- Prompt 1: In the radio repair discussion, how long has the owner had the Panasonic RF-3100?
- Prompt 2: List every band and frequency range the bandswitch covers, according to the radio repair discussion.
- Prompt 3: Write the next part of the radio repair discussion, starting after its last sentence.

--- Exercise passage ---

I have a VFO/display problem with my Panasonic RF-3100.

I've had and used the radio for about 18 years. What I want to know
is could this be a simple `cleaning' `contact spray' solution, or
something more serious.

Photo of unit at:
www.nyx.net/~wboas/rf3100.jpg

Here's the situation and symptom:

Radio has digital display and the bandswitch knob has 31 positions
covering 530-1600 Khz broadcast AM, 88-108 mhz FM, and 29 positions
to cover 1-29 mhz shortwave.

Up until a couple of days ago, display and performance was fine on
ALL bands.

However, all of a sudden, I lost the portion of the broadcast 88-108 mhz
FM band. At a point below 95.7 mhz the display turned to 9989.3 and
would not tune lower. Above that frequency the FM band works fine,
as does the full range of all the other bands.

Would anyone have a clue about why this is happening?




Probably not something that would be cleaned up with contact
spray. If the symptoms occur at the same point on the spectrum,
and consistently, you might try operating the radio on batteries for
a moment. See if the point of failure is different than the point
of failure on mains power.

If there is a difference, then at first blush, it looks like your
HF oscillator is becoming unstable, or ceasing oscillation. Or your
RF-IF stages are no longer tracking.

At this age, you'd be eligible for an alignment touch up. Or more
the more involved replacement of components out of tolerance.

--- Entries shown ---

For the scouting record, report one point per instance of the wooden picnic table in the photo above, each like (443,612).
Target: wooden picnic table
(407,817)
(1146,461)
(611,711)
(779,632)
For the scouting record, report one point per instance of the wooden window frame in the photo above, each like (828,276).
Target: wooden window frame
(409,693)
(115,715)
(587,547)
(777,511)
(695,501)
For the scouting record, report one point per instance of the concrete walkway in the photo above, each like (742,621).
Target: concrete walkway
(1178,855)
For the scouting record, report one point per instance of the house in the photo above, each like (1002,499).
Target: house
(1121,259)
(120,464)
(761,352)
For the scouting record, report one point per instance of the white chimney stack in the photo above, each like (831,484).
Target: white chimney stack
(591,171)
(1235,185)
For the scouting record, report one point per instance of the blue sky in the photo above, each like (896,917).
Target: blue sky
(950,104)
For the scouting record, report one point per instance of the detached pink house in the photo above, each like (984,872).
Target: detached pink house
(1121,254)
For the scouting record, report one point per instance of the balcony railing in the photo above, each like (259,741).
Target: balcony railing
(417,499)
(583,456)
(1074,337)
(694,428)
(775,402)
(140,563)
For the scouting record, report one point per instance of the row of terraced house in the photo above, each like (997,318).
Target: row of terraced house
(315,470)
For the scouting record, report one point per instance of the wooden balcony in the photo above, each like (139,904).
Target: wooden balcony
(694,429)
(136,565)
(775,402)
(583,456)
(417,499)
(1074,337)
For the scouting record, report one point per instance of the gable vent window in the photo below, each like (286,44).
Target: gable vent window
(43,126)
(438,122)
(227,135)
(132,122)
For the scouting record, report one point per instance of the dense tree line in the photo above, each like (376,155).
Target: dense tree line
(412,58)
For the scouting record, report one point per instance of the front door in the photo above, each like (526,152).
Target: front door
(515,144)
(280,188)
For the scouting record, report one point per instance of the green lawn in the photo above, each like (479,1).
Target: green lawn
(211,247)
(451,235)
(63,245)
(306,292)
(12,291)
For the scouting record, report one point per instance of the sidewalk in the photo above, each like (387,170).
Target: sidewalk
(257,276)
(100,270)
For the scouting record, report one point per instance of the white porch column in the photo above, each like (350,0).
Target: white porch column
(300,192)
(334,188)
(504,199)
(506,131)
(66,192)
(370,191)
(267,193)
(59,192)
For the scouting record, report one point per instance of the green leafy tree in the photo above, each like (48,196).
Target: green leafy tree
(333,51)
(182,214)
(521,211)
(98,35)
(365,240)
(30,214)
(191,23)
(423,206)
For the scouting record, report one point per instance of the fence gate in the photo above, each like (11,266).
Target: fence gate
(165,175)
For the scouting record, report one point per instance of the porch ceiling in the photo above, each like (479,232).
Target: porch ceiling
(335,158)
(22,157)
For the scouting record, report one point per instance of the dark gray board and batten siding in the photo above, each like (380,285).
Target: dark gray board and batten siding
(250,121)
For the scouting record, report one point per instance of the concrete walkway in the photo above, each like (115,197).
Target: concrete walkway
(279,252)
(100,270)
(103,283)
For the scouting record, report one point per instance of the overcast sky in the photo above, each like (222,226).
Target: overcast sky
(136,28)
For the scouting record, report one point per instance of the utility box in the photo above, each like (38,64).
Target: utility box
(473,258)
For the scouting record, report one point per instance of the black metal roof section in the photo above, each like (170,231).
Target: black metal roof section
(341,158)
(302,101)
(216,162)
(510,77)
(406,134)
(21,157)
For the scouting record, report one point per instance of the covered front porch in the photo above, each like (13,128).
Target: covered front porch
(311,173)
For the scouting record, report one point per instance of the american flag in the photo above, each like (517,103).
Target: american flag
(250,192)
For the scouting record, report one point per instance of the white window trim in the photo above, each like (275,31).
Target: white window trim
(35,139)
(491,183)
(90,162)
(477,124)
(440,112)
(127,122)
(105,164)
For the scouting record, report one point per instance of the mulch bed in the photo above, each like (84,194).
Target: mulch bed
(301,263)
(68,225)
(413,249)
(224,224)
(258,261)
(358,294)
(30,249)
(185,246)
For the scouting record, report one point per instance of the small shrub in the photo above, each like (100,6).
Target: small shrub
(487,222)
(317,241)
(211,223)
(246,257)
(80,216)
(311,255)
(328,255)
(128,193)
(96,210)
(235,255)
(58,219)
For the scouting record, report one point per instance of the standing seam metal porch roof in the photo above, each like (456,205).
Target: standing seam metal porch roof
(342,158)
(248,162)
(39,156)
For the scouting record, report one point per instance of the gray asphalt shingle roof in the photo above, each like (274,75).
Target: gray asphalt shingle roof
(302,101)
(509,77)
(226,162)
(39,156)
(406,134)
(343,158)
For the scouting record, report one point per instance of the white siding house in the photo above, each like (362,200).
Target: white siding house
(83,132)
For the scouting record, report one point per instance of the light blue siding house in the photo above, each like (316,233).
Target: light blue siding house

---

- Answer section 1: About 18 years.

- Answer section 2: Broadcast AM, 530–1600 kHz; FM, 88–108 MHz; shortwave, 1–29 MHz.

- Answer section 3:
If you've been noticing your dial calibration is off, this is
also indicative of drifting components.

I"m getting to the stage where an alignment and recapping of my
own RF-3100 is going to be a necessary.

It's not difficult. And the receiver isn't that complicated.


Fun radio, and I"ve dragged mine around the country behind me for
years. Not in the same class as most of my rigs, and it is subject
to easier overload than many, but mine isn't going anywhere. It's
definitely worth the attention to bring it back to spec.


Increasing the coupling capacitors along the audio path, and from
the detector to the output will improve bottom end response on
headphones and external speakers.


p


The FM broadcast band is not that important as long as all shortwave
bands work, but is it something that might deteriorate further?

Any comment or help would be most welcome.